### Dataset ###

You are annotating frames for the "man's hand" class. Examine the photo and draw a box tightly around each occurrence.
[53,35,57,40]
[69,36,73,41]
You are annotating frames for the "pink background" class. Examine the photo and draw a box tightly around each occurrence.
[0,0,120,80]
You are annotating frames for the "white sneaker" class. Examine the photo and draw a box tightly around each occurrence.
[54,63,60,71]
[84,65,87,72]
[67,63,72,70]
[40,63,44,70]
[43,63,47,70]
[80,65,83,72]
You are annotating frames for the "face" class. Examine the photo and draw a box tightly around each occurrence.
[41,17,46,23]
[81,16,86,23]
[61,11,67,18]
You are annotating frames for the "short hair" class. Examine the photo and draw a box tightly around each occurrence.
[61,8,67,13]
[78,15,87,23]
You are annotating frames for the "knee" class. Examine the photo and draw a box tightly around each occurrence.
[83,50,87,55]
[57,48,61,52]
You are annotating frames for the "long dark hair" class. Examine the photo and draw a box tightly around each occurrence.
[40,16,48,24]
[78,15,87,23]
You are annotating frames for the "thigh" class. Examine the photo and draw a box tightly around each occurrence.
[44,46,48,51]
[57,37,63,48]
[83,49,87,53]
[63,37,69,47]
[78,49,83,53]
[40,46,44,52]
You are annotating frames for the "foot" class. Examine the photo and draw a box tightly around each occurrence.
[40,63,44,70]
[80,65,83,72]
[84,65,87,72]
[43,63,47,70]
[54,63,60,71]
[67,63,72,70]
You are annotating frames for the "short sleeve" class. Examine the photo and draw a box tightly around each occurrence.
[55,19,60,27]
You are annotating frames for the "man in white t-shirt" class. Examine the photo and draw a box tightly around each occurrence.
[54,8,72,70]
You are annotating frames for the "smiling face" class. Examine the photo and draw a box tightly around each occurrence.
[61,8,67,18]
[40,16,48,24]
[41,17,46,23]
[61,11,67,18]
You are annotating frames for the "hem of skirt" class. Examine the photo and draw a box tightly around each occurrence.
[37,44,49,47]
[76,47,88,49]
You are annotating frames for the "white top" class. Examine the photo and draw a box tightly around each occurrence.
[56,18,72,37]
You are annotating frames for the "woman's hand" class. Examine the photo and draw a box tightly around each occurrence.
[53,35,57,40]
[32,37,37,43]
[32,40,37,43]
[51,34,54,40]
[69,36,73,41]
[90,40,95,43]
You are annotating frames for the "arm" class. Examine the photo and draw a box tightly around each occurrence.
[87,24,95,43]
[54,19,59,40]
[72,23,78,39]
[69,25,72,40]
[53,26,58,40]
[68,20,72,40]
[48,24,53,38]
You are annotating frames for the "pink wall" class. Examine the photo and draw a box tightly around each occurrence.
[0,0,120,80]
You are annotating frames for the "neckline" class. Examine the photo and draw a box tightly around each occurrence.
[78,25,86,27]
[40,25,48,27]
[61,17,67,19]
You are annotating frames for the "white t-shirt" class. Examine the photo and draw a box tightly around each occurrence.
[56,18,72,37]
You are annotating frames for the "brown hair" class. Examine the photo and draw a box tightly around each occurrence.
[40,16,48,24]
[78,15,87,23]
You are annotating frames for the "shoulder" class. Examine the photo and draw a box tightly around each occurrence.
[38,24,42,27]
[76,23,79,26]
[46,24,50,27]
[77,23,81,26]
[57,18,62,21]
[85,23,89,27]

###

Exercise: In full and unchanged, repeat the data above.

Solution to the problem:
You are annotating frames for the "man's hand" class. Examine the photo and draw a box tightly around each occurrence.
[53,35,57,40]
[69,36,73,41]
You are annotating frames for the "pink background" class. Examine the photo and draw a box tightly around each occurrence.
[0,0,120,80]
You are annotating frames for the "white sneaker" class. Examine the photo and draw a box tightly around each occurrence.
[54,63,60,71]
[84,65,87,72]
[67,63,72,70]
[40,63,44,70]
[43,63,47,70]
[80,65,83,72]
You are annotating frames for the "face" class. Examine the photo and draw a box tightly around each occurrence.
[41,17,46,23]
[81,16,86,23]
[61,11,67,18]
You are annotating frames for the "short hair" class. Examine the photo and draw a box tightly around each occurrence.
[61,8,67,13]
[78,15,87,23]
You are annotating frames for the "knee" class. Examine the photo and draw a box tightly around each occurrence.
[83,50,87,55]
[57,48,61,52]
You are annotating frames for the "long dark hair" class. Examine the photo and draw a box tightly around each occurrence.
[40,16,48,24]
[78,15,87,23]
You are annotating frames for the "thigh" class. Examine the photo and draw a box tightly around each occurrence.
[44,46,48,51]
[57,37,63,48]
[83,49,87,53]
[63,37,69,47]
[78,49,83,53]
[40,46,44,52]
You are annotating frames for the "foot" class. Examine the photo and draw a box tightly around each occurrence.
[40,63,44,70]
[80,65,83,72]
[84,65,87,72]
[43,63,47,70]
[54,63,60,71]
[67,63,72,70]
You are annotating frames for the "short sleeve" class. Examine the photo and draw a box tightly around each occurrence.
[55,19,60,27]
You are annotating frames for the "man in white t-shirt" class. Examine the photo and draw a box tightly around each occurrence.
[54,8,72,70]
You are annotating frames for the "smiling face" class. Examine the photo and draw a box tightly around each occurrence.
[61,8,67,18]
[40,16,48,24]
[41,17,46,23]
[61,11,67,18]
You are annotating frames for the "hem of skirt" class. Examine the photo and draw a box tightly around each occurrence.
[37,44,49,47]
[76,47,88,49]
You are annotating frames for the "white top" class. Examine the photo and draw a box tightly around each occurrence.
[56,18,72,37]
You are annotating frames for the "woman's hand" class. Examine the photo and draw a box tightly around each occurrence.
[53,35,57,40]
[32,37,37,43]
[32,40,37,43]
[51,34,54,40]
[69,36,73,41]
[90,40,95,43]
You are annotating frames for the "arm" class. Examine the photo and draw a box tightly around each occurrence.
[87,24,95,43]
[54,19,59,40]
[72,23,78,39]
[69,25,72,40]
[53,26,58,40]
[68,20,72,40]
[48,24,53,38]
You are annotating frames for the "pink wall" class. Examine the photo and draw a box tightly around each occurrence.
[0,0,120,80]
You are annotating frames for the "neckline" class. Examine the photo and draw a box tightly around each occurrence.
[78,25,86,27]
[40,25,48,27]
[61,17,67,19]
You are annotating frames for the "white t-shirt" class. Examine the photo and draw a box tightly around each occurrence.
[56,18,72,37]
You are annotating frames for the "brown hair" class. Examine the photo and draw a box tightly around each occurrence.
[40,16,48,24]
[78,15,87,23]
You are annotating frames for the "shoulder" class. Examine the photo and draw a box tightly around each occurrence.
[38,24,42,27]
[76,23,79,26]
[46,24,50,27]
[77,23,81,26]
[57,18,62,21]
[85,23,89,27]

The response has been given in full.